→ WHAT THIS TASK INVOLVES
A faithful copy of the data, pictures omitted, is the required answer.

→ INPUT FOR THIS TASK
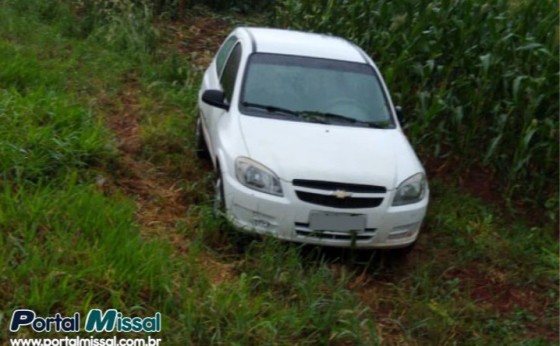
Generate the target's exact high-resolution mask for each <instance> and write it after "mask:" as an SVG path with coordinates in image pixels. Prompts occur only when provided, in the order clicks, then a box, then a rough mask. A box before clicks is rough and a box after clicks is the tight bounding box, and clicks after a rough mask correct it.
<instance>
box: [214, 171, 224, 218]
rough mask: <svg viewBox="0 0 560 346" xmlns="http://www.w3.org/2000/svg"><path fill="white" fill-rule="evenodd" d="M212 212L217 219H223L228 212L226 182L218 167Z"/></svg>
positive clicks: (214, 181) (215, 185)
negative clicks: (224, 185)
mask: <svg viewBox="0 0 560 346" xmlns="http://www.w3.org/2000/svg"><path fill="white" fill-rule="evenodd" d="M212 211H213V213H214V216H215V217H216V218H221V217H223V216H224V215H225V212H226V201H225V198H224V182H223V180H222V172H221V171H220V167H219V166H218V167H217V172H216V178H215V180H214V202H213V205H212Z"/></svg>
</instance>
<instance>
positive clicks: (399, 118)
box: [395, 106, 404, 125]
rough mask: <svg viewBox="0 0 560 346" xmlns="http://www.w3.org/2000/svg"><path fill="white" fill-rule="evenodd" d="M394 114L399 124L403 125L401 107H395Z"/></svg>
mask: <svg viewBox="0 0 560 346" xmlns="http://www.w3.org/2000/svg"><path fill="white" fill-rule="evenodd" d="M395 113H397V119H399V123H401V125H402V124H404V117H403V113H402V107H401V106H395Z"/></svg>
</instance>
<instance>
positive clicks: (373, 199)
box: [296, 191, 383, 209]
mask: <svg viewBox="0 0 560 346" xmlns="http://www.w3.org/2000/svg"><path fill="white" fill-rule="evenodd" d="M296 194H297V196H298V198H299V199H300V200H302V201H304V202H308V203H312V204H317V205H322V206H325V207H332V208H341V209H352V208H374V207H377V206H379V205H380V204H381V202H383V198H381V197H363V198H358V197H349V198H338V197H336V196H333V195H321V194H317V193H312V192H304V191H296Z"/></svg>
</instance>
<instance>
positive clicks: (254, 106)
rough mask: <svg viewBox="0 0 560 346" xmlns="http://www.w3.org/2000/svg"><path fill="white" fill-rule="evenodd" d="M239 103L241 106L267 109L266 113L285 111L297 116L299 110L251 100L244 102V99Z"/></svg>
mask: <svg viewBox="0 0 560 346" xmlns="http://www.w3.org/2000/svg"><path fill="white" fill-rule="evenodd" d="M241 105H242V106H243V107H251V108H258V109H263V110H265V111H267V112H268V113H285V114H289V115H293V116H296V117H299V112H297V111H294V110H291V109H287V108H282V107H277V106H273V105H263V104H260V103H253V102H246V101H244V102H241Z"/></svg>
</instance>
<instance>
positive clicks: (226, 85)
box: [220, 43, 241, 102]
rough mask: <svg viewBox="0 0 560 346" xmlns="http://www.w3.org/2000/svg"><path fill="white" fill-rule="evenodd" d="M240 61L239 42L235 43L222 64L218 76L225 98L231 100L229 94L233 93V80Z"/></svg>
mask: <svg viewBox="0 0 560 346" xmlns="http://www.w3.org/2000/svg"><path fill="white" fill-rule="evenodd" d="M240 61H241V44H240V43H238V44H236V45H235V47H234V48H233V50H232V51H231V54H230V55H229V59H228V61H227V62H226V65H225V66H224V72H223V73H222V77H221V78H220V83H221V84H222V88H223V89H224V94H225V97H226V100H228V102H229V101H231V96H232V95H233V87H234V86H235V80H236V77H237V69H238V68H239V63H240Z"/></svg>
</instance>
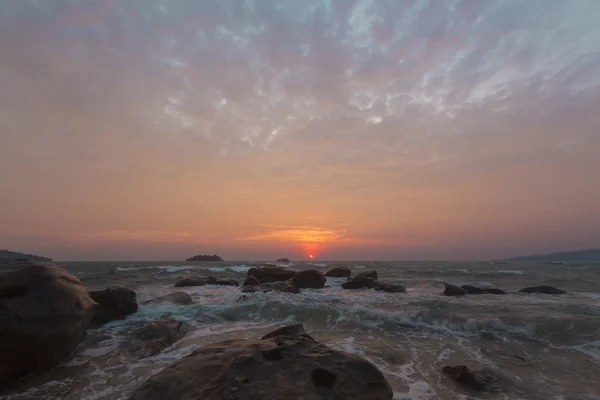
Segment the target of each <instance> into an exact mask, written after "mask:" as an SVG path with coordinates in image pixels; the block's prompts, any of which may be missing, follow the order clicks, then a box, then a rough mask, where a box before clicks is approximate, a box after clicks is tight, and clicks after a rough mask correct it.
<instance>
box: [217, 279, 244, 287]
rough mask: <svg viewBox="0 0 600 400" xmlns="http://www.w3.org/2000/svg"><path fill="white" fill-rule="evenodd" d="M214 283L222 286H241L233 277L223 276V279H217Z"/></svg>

→ EXERCISE OUTPUT
Generate the target's exact high-resolution mask for each <instance> and write it after "mask:" as an SVG path with coordinates in image pixels. Prompts occur only when provided, in the order clicks, then a box, then a rough mask. A box before clicks is rough and a box after clicks is the tight bounding box, and clicks after a rough mask correct it.
<instance>
box: [214, 171, 224, 218]
rough mask: <svg viewBox="0 0 560 346" xmlns="http://www.w3.org/2000/svg"><path fill="white" fill-rule="evenodd" d="M212 212L217 219H223L228 212L226 182L218 167Z"/></svg>
positive clicks: (214, 181) (215, 185)
negative clicks: (224, 185)
mask: <svg viewBox="0 0 560 346" xmlns="http://www.w3.org/2000/svg"><path fill="white" fill-rule="evenodd" d="M212 211H213V213H214V216H215V217H216V218H221V217H223V216H224V215H225V212H226V201H225V198H224V182H223V180H222V172H221V171H220V167H219V166H218V167H217V172H216V178H215V180H214V202H213V205H212Z"/></svg>
</instance>
<instance>
positive clicks: (399, 118)
box: [395, 106, 404, 125]
rough mask: <svg viewBox="0 0 560 346" xmlns="http://www.w3.org/2000/svg"><path fill="white" fill-rule="evenodd" d="M394 114L399 124L403 125L401 107H395Z"/></svg>
mask: <svg viewBox="0 0 560 346" xmlns="http://www.w3.org/2000/svg"><path fill="white" fill-rule="evenodd" d="M395 113H397V119H399V123H401V125H402V124H404V117H403V113H402V107H401V106H395Z"/></svg>
</instance>
<instance>
positive clicks: (373, 199)
box: [296, 191, 383, 209]
mask: <svg viewBox="0 0 560 346" xmlns="http://www.w3.org/2000/svg"><path fill="white" fill-rule="evenodd" d="M296 194H297V196H298V198H299V199H300V200H302V201H304V202H308V203H312V204H317V205H322V206H325V207H332V208H341V209H352V208H374V207H377V206H379V205H380V204H381V202H383V198H381V197H363V198H358V197H349V198H338V197H336V196H333V195H321V194H317V193H312V192H304V191H296Z"/></svg>
</instance>
<instance>
positive clicks: (254, 106)
rough mask: <svg viewBox="0 0 560 346" xmlns="http://www.w3.org/2000/svg"><path fill="white" fill-rule="evenodd" d="M239 103L241 106L267 109L266 113L285 111L297 116L299 110L251 100L244 102V99Z"/></svg>
mask: <svg viewBox="0 0 560 346" xmlns="http://www.w3.org/2000/svg"><path fill="white" fill-rule="evenodd" d="M241 105H242V106H243V107H251V108H258V109H263V110H265V111H267V112H268V113H285V114H289V115H293V116H296V117H299V112H297V111H294V110H291V109H287V108H282V107H277V106H273V105H263V104H260V103H253V102H246V101H244V102H241Z"/></svg>
</instance>
<instance>
positive clicks: (226, 85)
box: [220, 43, 241, 102]
rough mask: <svg viewBox="0 0 560 346" xmlns="http://www.w3.org/2000/svg"><path fill="white" fill-rule="evenodd" d="M240 61L239 42L235 43L222 64L218 76L225 98L231 100L229 94L233 93V80Z"/></svg>
mask: <svg viewBox="0 0 560 346" xmlns="http://www.w3.org/2000/svg"><path fill="white" fill-rule="evenodd" d="M240 61H241V44H240V43H238V44H236V45H235V47H234V48H233V50H232V51H231V54H230V55H229V59H228V61H227V62H226V65H225V66H224V72H223V73H222V77H221V78H220V83H221V84H222V88H223V89H224V94H225V97H226V100H228V102H229V101H231V96H232V95H233V87H234V86H235V80H236V77H237V69H238V68H239V63H240Z"/></svg>
</instance>
Segment the target of each <instance> into an exact mask, written after "mask:" as an SVG path with coordinates in image pixels; the block's prompts, any of which may be missing, follow the order clicks, then a box, then a rough mask, where a box before clicks is approximate, a box after clicks is tight, and clicks after a rough mask correct it.
<instance>
box: [217, 279, 244, 287]
rough mask: <svg viewBox="0 0 600 400" xmlns="http://www.w3.org/2000/svg"><path fill="white" fill-rule="evenodd" d="M214 283L222 286H241L233 277L223 276V279H217Z"/></svg>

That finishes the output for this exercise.